O que fazer:
1. No texto sobre a origem da Quimbanda, de quais três culturas ancestrais se formou o amálgama de práticas mágicas?
2. Dê a continuação do texto sobre a origem da Quimbanda, seguindo do ponto em que ele se encerra.

Trecho do documento:
ONDE NASCE A QUIMBANDA?
Por Táta Nganga
Kamuxinzela
@tatakamuxinzela
| @covadecipriano | @quimbandanago
. I . HISTÓRIA VS IDEALISMO HISTÓRICO
Ao falar sobre o nascimento da Quimbanda em um
contexto histórico é necessário discernir entre história e idealismo
histórico. A história trabalha com verificação de fatos; o idealismo
histórico trabalha com suposições, às vezes idealizadas politicamente, e às
vezes fantasiosas, utópicas. Dizer, por exemplo, que a Quimbanda começa
quando o europeu pisou no Brasil, trata-se de idealismo histórico. Isso é
tanto informação que não pode ser verificada por fontes históricas confiáveis,
quanto uma opinião, um achismo, sobre o que o autor gostaria que tivesse
ocorrido. No meu trabalho procuro me ater as fontes verificáveis na linha do
tempo, fundamentalmente se o tema é sobre a origem de alguma coisa.
Nas pesquisas históricas acerca da Quimbanda,
desenvolvemos a seguinte classificação. A história da Quimbanda se divide em dois
momentos: i. do período colonial até 1950, a primeira fase e; ii. de
1950 até os dias de hoje, a segunda fase. O primeiro momento
consiste das raízes nágico-religiosas ancestrais da Quimbanda: os calundus,
candomblés, cabulas, macumbas e a eclosão das umbandas.
Como um sistema de magia organizado, a Quimbanda toma forma e identidade
própria a partir de 1950, início do segundo momento. Veja o texto: Macumba, Exu &
Quimbanda, no site. Veja também a Revista Nganga No. 8.
A partir de 1950 a Quimbanda começa a ganhar forma
e estrutura como uma tradição, um sistema operacional de magia que nasceu com o
propósito de preservar e atualizar segredos religiosos ancestrais da Macumba
carioca, formado da amalgama das práticas mágicas de três culturas
ancestrais: africana, europeia e ameríndia. Esse sistema operacional vem sendo
apresentado desde então em ondas de manifestação por todo território
brasileiro.

Linhas de dados:

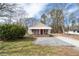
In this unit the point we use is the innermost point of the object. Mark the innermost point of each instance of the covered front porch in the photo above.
(41, 31)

Respostas às tarefas:
1. Das culturas africana, europeia e ameríndia.

2.
Vertentes de Primeira Onda (1950-1970):
As chamadas vertentes
tradicionais são àquelas que derivam do tronco tradicional de
Quimbanda, e são derivadas diretas da síntese promulgada por Aluízio Fontenelle
na década de 1950, quando os Exus da Macumba carioca foram definitivamente
sincretizados com os demônios (i.e. espíritos ctônicos) do Grimorium Verum,
um manual franco-italiano de feitiçaria fáustico-diabólica do Séc. XVIII. São
as vertentes de primeira onda as mais antigas e, portanto, as
genuinamente tradicionais: Quimbanda Nàgô, Quimbanda Mussurumin, Quimbanda
Malê, Quimbanda de Almas etc.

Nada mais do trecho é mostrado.